Dataset entries |
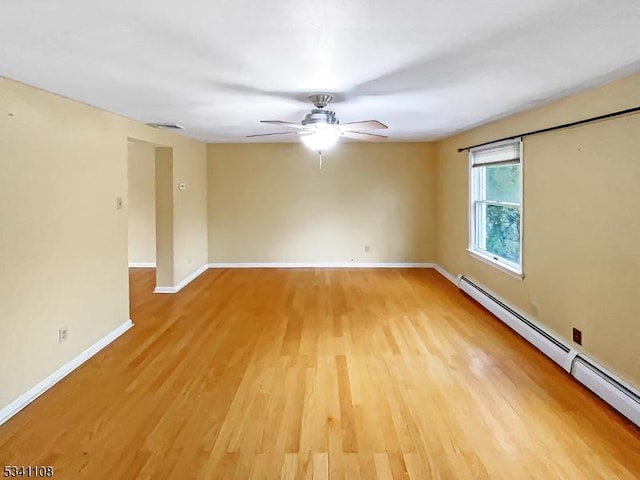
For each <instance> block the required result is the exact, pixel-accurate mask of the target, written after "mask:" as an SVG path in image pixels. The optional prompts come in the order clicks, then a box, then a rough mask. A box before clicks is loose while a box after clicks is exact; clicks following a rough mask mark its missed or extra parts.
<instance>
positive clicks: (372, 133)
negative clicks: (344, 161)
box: [247, 94, 388, 155]
mask: <svg viewBox="0 0 640 480" xmlns="http://www.w3.org/2000/svg"><path fill="white" fill-rule="evenodd" d="M332 98H333V97H332V96H331V95H329V94H317V95H310V96H309V100H310V101H311V103H313V105H314V106H315V107H316V108H314V109H312V110H311V113H308V114H307V115H306V116H305V117H304V118H303V119H302V122H300V123H291V122H283V121H281V120H260V122H261V123H269V124H272V125H281V126H283V127H288V128H294V129H296V130H298V131H297V132H295V131H292V132H276V133H259V134H256V135H247V138H249V137H267V136H272V135H291V134H297V135H299V136H300V139H301V140H302V142H303V143H304V144H305V145H306V146H308V147H309V148H311V149H312V150H316V151H317V152H318V153H319V154H320V155H322V152H323V151H325V150H327V149H329V148H331V147H332V146H333V145H335V143H336V142H337V141H338V138H340V137H347V138H352V139H354V140H365V141H369V142H380V141H384V140H386V139H387V136H386V135H378V134H374V133H366V132H362V131H361V130H377V129H384V128H388V127H387V126H386V125H385V124H384V123H381V122H379V121H378V120H365V121H361V122H350V123H342V124H341V123H340V121H339V120H338V117H336V112H333V111H331V110H326V109H325V107H326V106H327V105H328V104H329V102H331V100H332Z"/></svg>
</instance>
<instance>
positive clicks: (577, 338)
mask: <svg viewBox="0 0 640 480" xmlns="http://www.w3.org/2000/svg"><path fill="white" fill-rule="evenodd" d="M573 341H574V342H575V343H577V344H578V345H582V332H581V331H580V330H578V329H577V328H574V329H573Z"/></svg>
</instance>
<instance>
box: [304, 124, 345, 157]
mask: <svg viewBox="0 0 640 480" xmlns="http://www.w3.org/2000/svg"><path fill="white" fill-rule="evenodd" d="M338 138H340V132H339V131H338V130H337V129H335V128H318V129H316V130H315V131H314V132H311V133H309V134H301V135H300V139H301V140H302V143H304V144H305V145H306V146H307V147H309V148H310V149H311V150H315V151H317V152H323V151H325V150H328V149H330V148H331V147H333V146H334V145H335V144H336V142H337V141H338Z"/></svg>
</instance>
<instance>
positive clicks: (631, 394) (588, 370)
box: [571, 354, 640, 427]
mask: <svg viewBox="0 0 640 480" xmlns="http://www.w3.org/2000/svg"><path fill="white" fill-rule="evenodd" d="M589 364H591V365H589ZM598 370H599V371H598ZM603 374H604V375H603ZM571 375H573V377H574V378H575V379H576V380H578V381H579V382H580V383H582V384H583V385H584V386H585V387H587V388H588V389H589V390H591V391H592V392H593V393H595V394H596V395H597V396H598V397H600V398H601V399H602V400H604V401H605V402H607V403H608V404H609V405H611V406H612V407H613V408H615V409H616V410H617V411H618V412H620V413H621V414H622V415H624V416H625V417H627V418H628V419H629V420H631V421H632V422H633V423H635V424H636V425H637V426H638V427H640V402H639V401H638V399H640V392H638V390H636V389H635V388H633V387H632V386H631V385H629V384H628V383H626V382H624V381H622V380H621V379H620V377H618V376H617V375H615V374H614V373H612V372H611V371H609V370H607V369H606V368H604V367H603V366H601V365H599V364H597V363H596V362H594V361H593V360H591V359H590V358H589V357H587V356H586V355H583V354H579V355H578V356H577V358H576V360H575V362H574V363H573V366H572V368H571ZM607 376H608V377H609V379H608V378H606V377H607ZM612 381H613V382H612ZM616 383H618V384H619V385H616ZM621 387H622V388H621ZM625 389H626V390H627V391H628V392H625V391H624V390H625Z"/></svg>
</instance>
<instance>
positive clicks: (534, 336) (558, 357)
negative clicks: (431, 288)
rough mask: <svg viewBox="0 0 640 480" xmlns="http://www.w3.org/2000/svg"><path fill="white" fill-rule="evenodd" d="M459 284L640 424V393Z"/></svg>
mask: <svg viewBox="0 0 640 480" xmlns="http://www.w3.org/2000/svg"><path fill="white" fill-rule="evenodd" d="M458 288H460V290H462V291H463V292H465V293H466V294H467V295H469V296H470V297H471V298H473V299H474V300H475V301H477V302H478V303H479V304H480V305H482V306H483V307H485V308H486V309H487V310H489V311H490V312H491V313H493V314H494V315H495V316H496V317H498V318H499V319H500V320H502V321H503V322H504V323H506V324H507V325H508V326H509V327H511V329H513V330H515V331H516V332H517V333H518V334H519V335H520V336H522V337H524V339H525V340H527V341H528V342H529V343H531V344H532V345H534V346H535V347H536V348H537V349H538V350H540V351H541V352H542V353H544V354H545V355H547V356H548V357H549V358H551V359H552V360H553V361H554V362H556V363H557V364H558V365H560V366H561V367H562V368H564V369H565V370H566V371H567V372H569V373H570V374H571V375H572V376H573V377H574V378H575V379H576V380H578V381H579V382H580V383H582V384H583V385H584V386H585V387H587V388H588V389H589V390H591V391H592V392H593V393H595V394H596V395H597V396H598V397H600V398H601V399H602V400H604V401H605V402H607V403H608V404H609V405H611V406H612V407H613V408H614V409H616V410H617V411H618V412H620V413H621V414H622V415H624V416H625V417H627V418H628V419H629V420H631V421H632V422H633V423H635V424H636V425H638V426H639V427H640V393H638V392H637V391H635V390H634V389H633V388H631V387H630V386H628V385H625V383H624V382H623V381H622V380H620V379H618V378H616V376H615V375H614V374H613V373H611V372H608V371H607V370H606V369H605V368H603V367H601V366H599V365H598V364H597V363H596V362H594V361H592V360H590V359H589V358H588V357H587V356H585V355H584V354H582V353H580V352H578V351H576V350H573V349H572V348H570V347H568V346H567V345H565V344H564V343H563V342H561V341H560V340H558V339H557V338H555V337H554V336H553V335H551V334H550V333H549V332H547V331H545V330H544V329H543V328H542V327H540V326H539V325H536V324H535V323H534V322H533V321H531V320H529V319H528V318H526V317H524V316H523V315H522V314H520V313H518V312H517V311H515V310H514V309H513V308H512V307H510V306H509V305H507V304H506V303H505V302H503V301H502V300H500V298H498V296H497V295H495V294H493V293H491V292H490V291H489V290H487V289H486V288H484V287H481V286H480V285H478V284H477V283H476V282H474V281H473V280H471V279H470V278H468V277H466V276H464V275H461V276H459V277H458Z"/></svg>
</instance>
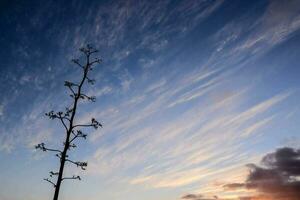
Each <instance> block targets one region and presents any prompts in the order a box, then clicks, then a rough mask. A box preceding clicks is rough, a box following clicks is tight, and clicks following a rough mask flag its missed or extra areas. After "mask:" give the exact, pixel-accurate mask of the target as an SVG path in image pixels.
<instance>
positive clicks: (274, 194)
mask: <svg viewBox="0 0 300 200" xmlns="http://www.w3.org/2000/svg"><path fill="white" fill-rule="evenodd" d="M248 167H249V169H250V173H249V175H248V177H247V180H246V181H245V183H231V184H227V185H225V186H224V187H225V189H228V190H235V189H240V188H245V189H248V190H256V191H257V192H258V194H259V195H263V198H264V199H273V200H299V199H300V179H299V176H300V149H293V148H288V147H284V148H280V149H278V150H277V151H276V152H274V153H270V154H267V155H266V156H264V157H263V159H262V161H261V166H257V165H255V164H249V165H248ZM260 198H261V197H260ZM244 199H245V198H244ZM246 199H247V200H248V199H249V200H254V199H259V198H258V196H256V197H247V198H246Z"/></svg>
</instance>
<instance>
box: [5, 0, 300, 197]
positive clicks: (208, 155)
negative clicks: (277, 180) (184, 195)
mask: <svg viewBox="0 0 300 200" xmlns="http://www.w3.org/2000/svg"><path fill="white" fill-rule="evenodd" d="M1 4H2V5H1V10H0V27H1V33H0V43H1V47H2V48H1V49H0V58H1V62H0V81H1V84H0V90H1V93H2V95H1V96H0V122H1V127H0V159H1V162H0V179H1V183H0V199H2V200H21V199H24V198H26V199H28V200H37V199H41V198H43V199H51V198H52V192H53V190H52V188H51V187H50V185H48V184H47V183H46V182H43V181H42V178H44V177H46V176H47V173H48V172H49V171H51V170H53V169H55V168H57V164H58V163H57V160H56V158H55V157H54V156H52V155H50V154H48V155H46V154H44V153H41V152H36V151H35V150H34V145H35V144H37V143H39V142H42V141H43V142H45V143H47V144H48V145H50V146H54V147H60V145H61V143H62V142H61V141H62V139H63V136H64V135H63V129H62V128H61V127H60V126H59V124H57V123H55V122H54V121H49V120H47V119H46V117H45V116H44V113H45V112H47V111H49V110H52V109H55V110H59V109H62V108H64V106H67V105H69V104H70V102H71V101H70V100H71V99H70V98H69V97H68V95H67V94H66V88H64V87H63V81H64V80H77V78H79V70H77V69H76V68H75V66H73V65H72V64H71V62H70V60H71V59H72V58H73V57H78V56H80V54H79V51H78V48H79V47H81V46H83V45H85V44H87V43H91V44H93V45H94V46H95V47H96V48H97V49H99V51H100V53H99V56H100V57H101V58H102V59H103V63H102V64H101V65H99V66H98V67H97V68H96V69H95V71H93V75H92V76H93V77H94V79H96V81H97V82H96V84H95V85H94V86H93V87H89V88H85V91H86V92H87V93H88V94H94V95H95V96H97V101H96V103H92V104H91V103H82V104H80V111H79V113H78V114H79V115H78V118H77V119H76V120H77V121H78V122H85V121H88V120H89V119H90V117H95V118H97V119H98V120H99V121H101V122H102V123H103V126H104V127H103V129H98V130H97V131H93V130H91V131H90V132H89V139H88V140H87V141H83V142H80V143H79V146H80V147H79V148H78V149H77V150H76V151H74V152H73V156H74V158H75V159H79V160H87V161H88V163H89V166H88V169H87V171H85V172H79V171H78V170H77V169H76V168H72V166H68V171H67V173H68V174H71V173H75V174H77V173H78V174H80V175H81V176H82V178H83V180H82V181H81V182H66V183H64V185H63V191H62V194H61V199H70V198H72V199H74V200H77V199H78V200H79V199H82V198H85V199H88V200H96V199H120V198H125V199H132V200H135V199H145V200H152V199H160V200H171V199H180V198H181V197H182V196H183V195H185V194H189V193H192V194H201V195H206V196H209V197H210V196H213V195H217V196H219V197H222V198H236V197H237V196H239V194H237V192H232V191H226V190H224V188H222V187H221V185H224V184H227V183H230V182H232V181H243V180H244V179H245V177H246V174H247V168H246V167H245V165H246V164H247V163H258V162H259V160H260V159H261V158H262V156H263V155H265V154H266V153H269V152H272V151H274V150H275V149H276V148H279V147H283V146H289V147H294V148H299V144H300V138H299V123H300V120H299V119H300V107H299V100H300V93H299V85H300V79H299V75H300V66H299V58H298V57H299V56H298V55H300V48H299V45H300V29H299V28H300V2H299V1H297V0H294V1H293V0H292V1H288V2H287V1H286V2H283V1H279V0H278V1H263V0H261V1H221V0H220V1H211V0H207V1H157V2H154V1H142V0H141V1H89V2H86V1H47V2H41V1H26V2H18V1H9V2H8V1H6V2H5V1H4V2H3V3H1Z"/></svg>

Try it | Every line above that holds the word "extra" needs to be copied.

Output of the exercise |
For each <instance> block the required result is the exact, pixel-accurate mask of the target, written after "mask:" as an SVG path in image pixels. The optional prompts come in the order clicks, then a box, then a rough mask. A box before clicks is loose while a box after clicks is exact; clicks following a rough mask mark its missed or extra parts.
Each <instance> block targets one region and presents any prompts in the order a box, then clicks, then a rough mask. A box preceding clicks is rough, a box following clicks is tight, and clicks following a rough mask flag its missed or extra areas. After "mask:" give the exact, pixel-accurate mask of the target as an SVG path in image pixels.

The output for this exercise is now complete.